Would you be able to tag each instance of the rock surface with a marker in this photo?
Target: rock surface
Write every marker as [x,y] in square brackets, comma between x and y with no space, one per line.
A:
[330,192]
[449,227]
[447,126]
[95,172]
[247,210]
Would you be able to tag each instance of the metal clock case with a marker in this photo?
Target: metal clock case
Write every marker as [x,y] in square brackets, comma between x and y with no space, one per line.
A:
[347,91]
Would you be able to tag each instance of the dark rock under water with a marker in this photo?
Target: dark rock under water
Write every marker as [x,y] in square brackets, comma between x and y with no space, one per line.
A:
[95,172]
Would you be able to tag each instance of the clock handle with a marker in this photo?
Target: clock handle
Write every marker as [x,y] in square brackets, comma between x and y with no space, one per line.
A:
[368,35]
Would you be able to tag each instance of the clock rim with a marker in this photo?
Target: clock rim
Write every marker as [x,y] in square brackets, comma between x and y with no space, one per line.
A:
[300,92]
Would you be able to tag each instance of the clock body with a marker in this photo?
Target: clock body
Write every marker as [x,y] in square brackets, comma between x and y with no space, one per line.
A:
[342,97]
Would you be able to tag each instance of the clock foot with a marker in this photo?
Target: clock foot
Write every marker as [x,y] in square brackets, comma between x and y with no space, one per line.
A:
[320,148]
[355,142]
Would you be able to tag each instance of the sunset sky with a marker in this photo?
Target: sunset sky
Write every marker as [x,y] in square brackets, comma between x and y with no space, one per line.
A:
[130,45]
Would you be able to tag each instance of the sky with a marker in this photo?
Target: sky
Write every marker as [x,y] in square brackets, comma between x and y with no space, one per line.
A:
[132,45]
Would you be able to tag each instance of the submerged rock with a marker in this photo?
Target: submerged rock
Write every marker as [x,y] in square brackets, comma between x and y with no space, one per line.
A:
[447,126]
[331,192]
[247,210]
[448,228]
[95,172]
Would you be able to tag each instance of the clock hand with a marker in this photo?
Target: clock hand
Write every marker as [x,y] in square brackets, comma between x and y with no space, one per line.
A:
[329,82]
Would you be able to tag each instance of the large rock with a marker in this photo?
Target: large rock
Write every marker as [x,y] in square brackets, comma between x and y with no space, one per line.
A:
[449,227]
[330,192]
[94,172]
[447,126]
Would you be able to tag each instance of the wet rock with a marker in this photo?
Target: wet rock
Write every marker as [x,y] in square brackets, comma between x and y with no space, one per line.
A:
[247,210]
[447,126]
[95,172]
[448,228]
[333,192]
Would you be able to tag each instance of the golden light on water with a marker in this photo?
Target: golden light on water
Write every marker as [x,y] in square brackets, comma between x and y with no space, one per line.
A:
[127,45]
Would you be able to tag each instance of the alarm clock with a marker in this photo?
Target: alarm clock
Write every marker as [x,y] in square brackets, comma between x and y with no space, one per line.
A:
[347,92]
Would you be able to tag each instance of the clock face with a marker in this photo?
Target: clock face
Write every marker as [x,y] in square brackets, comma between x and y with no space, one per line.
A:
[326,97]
··········
## What this task involves
Print the material once more, exactly.

## Answer to the exercise
Would you be able to tag each instance of the rock surface with a marker in this photo?
Target: rock surface
Write every marker as [x,y] in square brackets, comma between x and y with no space, one per line.
A:
[330,192]
[449,227]
[447,126]
[95,172]
[247,210]
Would you be able to tag each instance of the metal clock case with a marker in this photo?
Target: metal clock case
Write every marker as [x,y] in square brackets, comma between x and y with no space, one per line.
A:
[347,91]
Would you be able to tag each instance of the dark rock under water with a marker in this photo?
Target: dark rock under water
Write every marker as [x,y] in square brackets, comma between x and y with no space, one per line.
A:
[95,172]
Would you be able to tag each instance of the clock handle with a marker in this photo?
Target: clock handle
Write every marker as [x,y] in square brackets, comma between x and y with no space, one per line.
A:
[368,35]
Would you be able to tag each instance of the clock rim with a marker in this photo?
Target: clock rim
Write every marker as [x,y] in square brackets, comma between x and y with no space, one per line.
A:
[300,92]
Would you be able to tag each instance of the clock body with a marker in this photo?
Target: clock body
Write every marker as [x,y] in square brackets, comma between x and y with no space, one per line.
A:
[342,97]
Would you be able to tag each instance of the clock foot with a marker in this photo?
Target: clock foot
Write every marker as [x,y] in square brackets, comma between x and y with no space, one per line.
A:
[320,148]
[355,142]
Would you be able to tag each instance of the sunset sky with a marker in this photo?
Target: sunset sky
Write every marker as [x,y] in square brackets, comma between x and y with no space, one per line.
A:
[130,45]
Would you be able to tag each instance of the sky with a marker in this photo?
Target: sky
Write every marker as [x,y] in square brackets, comma between x and y with no space, one per line.
A:
[132,45]
Would you be able to tag each instance of the submerged rock with a marker in this photo?
Target: submerged rock
Write every marker as [x,y] in square brackets, comma between x and y with no space, one per line.
A:
[447,126]
[331,192]
[247,210]
[448,228]
[95,172]
Would you be able to tag each instance of the clock hand with a marker in this photo?
Target: clock hand
Write every marker as [x,y] in square brackets, comma between x and y with no space, one per line.
A:
[329,82]
Would you be able to tag each instance of the large rock with a marker in this photo?
Target: large rock
Write every marker as [x,y] in square brackets, comma between x and y with no space, one per line.
A:
[449,227]
[330,192]
[94,172]
[447,126]
Would you be able to tag each instance of the wet rock with a marker in this photo?
Target: wet rock
Write every marker as [x,y] in square brackets, comma between x and y with no space, one per line.
A:
[247,210]
[447,126]
[95,172]
[448,228]
[333,192]
Would you be able to tag each instance of the golden light on water with a marker in this photo?
Target: golden light on water
Write every marker as [x,y] in square brackets, comma between x and y with no space, one per line.
A:
[127,45]
Would you be able to tag each instance of the alarm clock with a marker in this photo?
Target: alarm clock
Write every marker as [x,y] in square brackets, comma between x and y with no space, one per line.
A:
[347,92]
Would you be able to tag each instance of the clock face with a marker in this photo?
Target: clock face
Write every marker as [x,y] in square brackets, comma between x and y with no space, one per line.
A:
[326,97]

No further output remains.